## START

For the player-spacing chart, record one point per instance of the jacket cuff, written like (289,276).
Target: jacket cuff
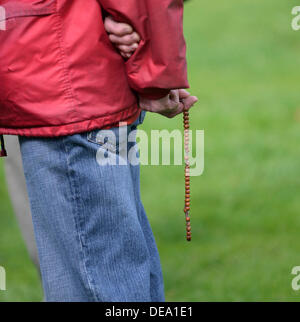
(156,94)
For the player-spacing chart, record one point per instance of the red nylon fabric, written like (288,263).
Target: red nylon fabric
(60,74)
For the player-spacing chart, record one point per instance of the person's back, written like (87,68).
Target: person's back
(63,83)
(61,75)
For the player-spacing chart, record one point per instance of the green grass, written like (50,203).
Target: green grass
(243,58)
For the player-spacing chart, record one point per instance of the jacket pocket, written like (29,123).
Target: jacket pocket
(32,68)
(18,9)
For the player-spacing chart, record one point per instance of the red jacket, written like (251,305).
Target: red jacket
(60,74)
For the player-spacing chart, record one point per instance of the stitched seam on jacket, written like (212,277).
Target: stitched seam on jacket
(76,216)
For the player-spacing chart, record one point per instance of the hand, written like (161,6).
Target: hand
(122,36)
(170,105)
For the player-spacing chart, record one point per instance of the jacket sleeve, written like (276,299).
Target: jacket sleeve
(159,63)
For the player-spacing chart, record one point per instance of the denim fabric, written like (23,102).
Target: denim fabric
(93,236)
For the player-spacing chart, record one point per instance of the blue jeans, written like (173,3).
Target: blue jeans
(93,236)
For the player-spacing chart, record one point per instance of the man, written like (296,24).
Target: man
(64,84)
(126,41)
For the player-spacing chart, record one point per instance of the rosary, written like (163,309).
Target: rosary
(186,123)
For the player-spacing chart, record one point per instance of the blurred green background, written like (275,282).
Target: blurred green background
(243,65)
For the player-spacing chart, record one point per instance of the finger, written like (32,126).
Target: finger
(183,94)
(117,28)
(174,96)
(125,55)
(178,110)
(128,49)
(125,40)
(190,101)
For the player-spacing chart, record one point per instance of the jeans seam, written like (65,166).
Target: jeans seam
(76,213)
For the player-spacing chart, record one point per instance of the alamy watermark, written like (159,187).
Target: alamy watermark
(2,18)
(159,147)
(2,279)
(296,19)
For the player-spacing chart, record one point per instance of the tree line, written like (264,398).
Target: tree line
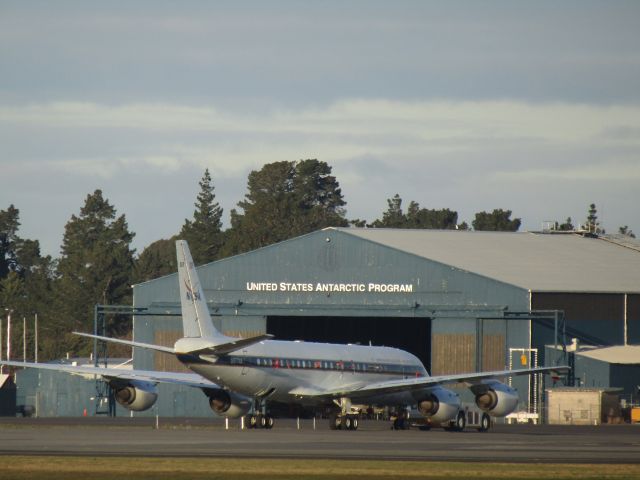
(97,263)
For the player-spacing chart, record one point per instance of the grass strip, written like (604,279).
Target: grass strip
(98,468)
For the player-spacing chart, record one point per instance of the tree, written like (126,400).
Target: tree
(567,226)
(626,231)
(393,217)
(498,220)
(95,267)
(415,217)
(592,225)
(25,285)
(285,199)
(156,260)
(204,232)
(9,224)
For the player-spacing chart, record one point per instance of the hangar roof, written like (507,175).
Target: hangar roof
(539,262)
(622,354)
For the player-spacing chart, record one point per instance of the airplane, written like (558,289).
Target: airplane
(240,375)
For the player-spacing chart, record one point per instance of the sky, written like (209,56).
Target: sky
(528,106)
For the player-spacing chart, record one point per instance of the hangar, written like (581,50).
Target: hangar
(461,301)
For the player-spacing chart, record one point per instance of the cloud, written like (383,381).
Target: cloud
(468,156)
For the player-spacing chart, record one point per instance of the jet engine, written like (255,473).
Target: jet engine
(495,398)
(136,395)
(440,405)
(228,404)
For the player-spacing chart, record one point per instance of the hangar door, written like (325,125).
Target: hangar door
(410,334)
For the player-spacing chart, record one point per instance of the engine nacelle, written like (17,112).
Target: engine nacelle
(495,398)
(228,404)
(440,405)
(136,395)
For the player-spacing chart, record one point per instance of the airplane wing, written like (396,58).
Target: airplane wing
(112,373)
(199,348)
(416,384)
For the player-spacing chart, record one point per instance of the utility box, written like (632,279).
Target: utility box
(583,406)
(7,396)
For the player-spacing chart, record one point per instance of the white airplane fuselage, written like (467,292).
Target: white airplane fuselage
(277,368)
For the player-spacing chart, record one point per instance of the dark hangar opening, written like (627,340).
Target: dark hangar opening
(410,334)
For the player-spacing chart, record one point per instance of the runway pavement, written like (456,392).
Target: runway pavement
(373,440)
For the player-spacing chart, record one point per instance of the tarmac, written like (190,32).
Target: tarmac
(142,437)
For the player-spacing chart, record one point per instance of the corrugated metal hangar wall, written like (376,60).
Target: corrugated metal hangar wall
(334,286)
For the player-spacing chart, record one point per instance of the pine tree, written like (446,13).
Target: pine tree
(285,199)
(204,232)
(592,225)
(497,221)
(95,268)
(156,260)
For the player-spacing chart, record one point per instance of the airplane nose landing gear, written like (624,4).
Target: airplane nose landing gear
(344,420)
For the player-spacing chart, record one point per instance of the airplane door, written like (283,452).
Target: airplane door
(245,370)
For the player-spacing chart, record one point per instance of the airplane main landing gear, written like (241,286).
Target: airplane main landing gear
(346,422)
(258,421)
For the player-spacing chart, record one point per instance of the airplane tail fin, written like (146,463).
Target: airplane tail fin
(196,320)
(200,335)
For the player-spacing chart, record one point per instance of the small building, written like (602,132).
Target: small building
(583,406)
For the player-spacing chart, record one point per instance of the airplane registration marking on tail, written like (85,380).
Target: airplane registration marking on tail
(192,294)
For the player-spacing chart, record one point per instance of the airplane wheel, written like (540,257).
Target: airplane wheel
(335,423)
(461,422)
(269,423)
(485,423)
(251,421)
(354,423)
(348,423)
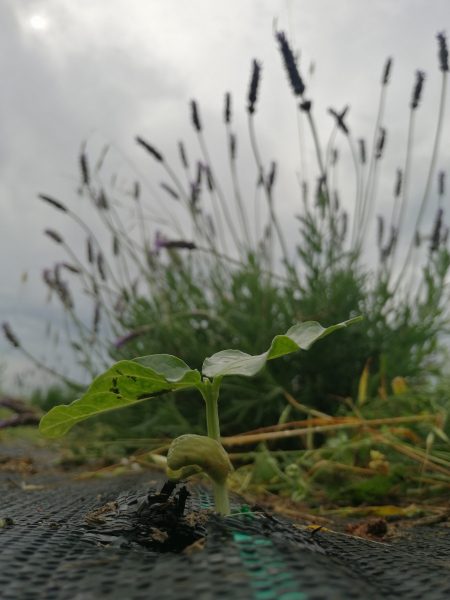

## END

**AIM**: Copy the rows from the line containing "written like (85,380)." through the end of the rows, both ends included, and leave out any pictures.

**RESULT OF THIS TASK**:
For the player-spacing chart, record one point per instance of the airplane registration marking on tail, written like (85,380).
Target: airplane registration marking on tail
(192,294)
For the player-spacing chart, record one point per instance of the airplane wheel, written like (540,257).
Target: airplane wheel
(335,423)
(461,422)
(269,423)
(485,423)
(251,421)
(354,423)
(348,423)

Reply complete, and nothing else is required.